> Selected text:
Natural selection may contain a key to helping companies develop faster, as well as more efficiently and singlemindedly. So concludes James Hines, a senior lecturer in MIT’s Sloan School of Management, after spending two years testing analogies between the behavior of organizations and the evolution of biological species.
The parallels between organizations and organisms are striking, Hines maintains. As a prerequisite for evolution, for example, an entity has to be able to pass on a basic unit of information that initiates a stream of actions. In organisms this unit is the gene. “But corporations also have something that produces a stream of actions,” Hines says, “and that’s a policy.” By policy he means any rule about how decisions are made-such as “We will raise prices when inventories are low, and lower prices when inventories are high.” Every organization has a large genome of such policies-hundreds or thousands of them, both formal and informal-that govern their success in the marketplace.
In much the same way that genes are inherited through reproduction, policies are inherited through learning. While organizations foster learning in a number of ways, says Hines, “the most powerful mechanism is hierarchy”: ideas and bits of ideas are handed down from superiors and combined with the concepts that underlings already carry in their heads. It is through this process that companies both perpetuate certain traits, such as a nurturing or a hard-hearted culture, and gradually develop and change.
The trouble with corporate evolution, however, is its haphazardness. In nature, reproduction offers organisms a simple and reliable way of passing on their genes, which are then evaluated with an unmistakable “fitness function,” or criterion for success-namely, survival. In contrast, members of organizations are often unclear about what policies lead to success and about who among them carries the winning genes. In short, says Hines, “people don’t know who to learn from.”
But Hines is working on a solution. Taking a cue from a branch of computing known as genetic algorithms-wherein software “evolves” toward a goal through constant recombination and reevaluation-he has devised a series of steps that he hopes will allow organizations to seize control of their destiny. First the managers must decide on the fitness function for their company; they pick a goal or several goals, such as higher quality or higher profits or a more pleasant work environment. Then, says Hines, “to direct evolution, a company has to direct who learns from whom, in the same sense that plant and animal breeders have to determine who breeds with whom.” A good way to do this is by promoting people strictly on the basis of achievements that directly advance the organization’s goals. Thus, no matter where you are in the hierarchy, you know that learning from your boss will help you rise up the corporate ladder-and that whatever helps your ascent also helps the company.
The next step is recombination. This happens in organisms when the chromosomes from two parent cells “cross over,” mixing and matching the traits of separate individuals. In an organization, the personnel would be periodically reshuffled; members of one division or design team would be traded with members of another, allowing the best policies to disseminate and to recombine with other ideas in beneficial ways. This practice may sound disruptive, but Hines is quick to suggest an upside: “While you lose the trust that might have built up between the five people on a team, you also lose any animosity. And in time you’ll build camaraderie among 50 people instead of just 5.”

> Data for analysis:
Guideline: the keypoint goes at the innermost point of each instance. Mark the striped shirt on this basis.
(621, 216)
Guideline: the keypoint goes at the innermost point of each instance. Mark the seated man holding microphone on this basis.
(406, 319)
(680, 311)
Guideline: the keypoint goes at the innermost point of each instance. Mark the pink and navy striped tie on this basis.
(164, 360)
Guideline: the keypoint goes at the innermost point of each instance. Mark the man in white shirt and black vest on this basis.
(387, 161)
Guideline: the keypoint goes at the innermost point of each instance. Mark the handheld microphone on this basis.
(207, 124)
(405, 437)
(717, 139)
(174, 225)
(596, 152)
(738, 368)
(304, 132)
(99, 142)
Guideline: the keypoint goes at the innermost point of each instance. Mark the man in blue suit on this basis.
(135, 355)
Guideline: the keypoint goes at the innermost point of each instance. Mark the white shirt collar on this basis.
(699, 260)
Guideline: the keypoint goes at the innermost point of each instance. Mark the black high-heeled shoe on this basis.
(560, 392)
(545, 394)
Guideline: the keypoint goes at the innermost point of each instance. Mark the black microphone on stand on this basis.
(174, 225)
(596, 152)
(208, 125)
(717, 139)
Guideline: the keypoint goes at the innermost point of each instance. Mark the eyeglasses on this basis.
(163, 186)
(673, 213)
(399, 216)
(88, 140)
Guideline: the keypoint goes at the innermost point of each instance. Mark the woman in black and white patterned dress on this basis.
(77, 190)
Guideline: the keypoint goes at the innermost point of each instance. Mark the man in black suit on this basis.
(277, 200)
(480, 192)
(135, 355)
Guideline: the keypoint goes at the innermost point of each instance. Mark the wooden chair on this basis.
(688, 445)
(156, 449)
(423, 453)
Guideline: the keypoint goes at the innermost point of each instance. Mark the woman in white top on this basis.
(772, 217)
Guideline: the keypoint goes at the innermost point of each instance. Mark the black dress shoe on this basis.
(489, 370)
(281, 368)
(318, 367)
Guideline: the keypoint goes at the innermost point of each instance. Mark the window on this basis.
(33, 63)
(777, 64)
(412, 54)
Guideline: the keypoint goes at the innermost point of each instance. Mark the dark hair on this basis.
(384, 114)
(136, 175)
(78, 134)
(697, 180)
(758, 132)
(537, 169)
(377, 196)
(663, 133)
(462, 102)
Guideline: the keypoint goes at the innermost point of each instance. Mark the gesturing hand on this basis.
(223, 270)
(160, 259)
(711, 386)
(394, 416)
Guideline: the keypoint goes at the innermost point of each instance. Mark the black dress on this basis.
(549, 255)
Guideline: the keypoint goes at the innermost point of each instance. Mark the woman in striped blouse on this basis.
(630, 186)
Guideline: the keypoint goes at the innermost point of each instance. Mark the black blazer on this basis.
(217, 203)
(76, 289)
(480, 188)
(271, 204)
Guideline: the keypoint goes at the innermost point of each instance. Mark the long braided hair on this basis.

> Exercise tasks:
(a) Decide whether each statement agrees with the article on corporate evolution. For each, answer yes or no and quote the deciding words of the article.
(i) Hines spent two years testing analogies between organizations and biological species.
(ii) Hines names formal training as the most powerful mechanism for learning in organizations.
(iii) In the recombination step, an organization's personnel would be reshuffled periodically.
(b) Carry on the article on corporate evolution, starting after its last sentence.

> Results of the tasks:
(a)
(i) Yes: "after spending two years testing analogies between the behavior of organizations and the evolution of biological species"
(ii) No: "the most powerful mechanism is hierarchy"
(iii) Yes: "the personnel would be periodically reshuffled"

(b)
In theory a few rounds of promoting and reshuffling, promoting and reshuffling, should speed up the organizational learning process so that good policies emerge. Hines’s computer simulations basically concur-but there is a catch: it turns out that promotions mean little without the possibility of demotion. In one simulation, for example, people were promoted according to how quickly their group managed to get a product out the door. Hines tried to be kind to the losers. “Because I’m a nice guy, I wanted everybody to get promoted; it’s just that some people would get promoted more.” To Hines’s dismay, the simulation showed no change in time to market, even after many iterations: “Handing everybody a promotion does not give people enough information about who they should pay attention to,” he says.
But, Hines discovered, if you demote people who perform worse than average and reward those who do better than average, “you get a dramatic reduction in time to market.” It’s probably no coincidence, he says, that McKinsey & Co., the management consulting firm with the highest revenue per employee, makes active use of demotions.
Does life have to be so cruel? “Believe me,” says Hines, “I personally don’t like this result. I don’t like hierarchy and I don’t like demoting people.” But although he is still fleshing out his theories-preparing to test the effects of multiple policies and goals simultaneously-Hines is ready to give his reluctant endorsement to hierarchy as a driver of corporate evolution. Even though there are bad hierarchies that stifle creativity and communication, he says, “this form of organization may be uniquely powerful because so much is combined in each step up the ladder: money, power, freedom, your ability to accomplish things. So no matter what your motivation, you have incentives to move up the hierarchy, and to learn how to do that.”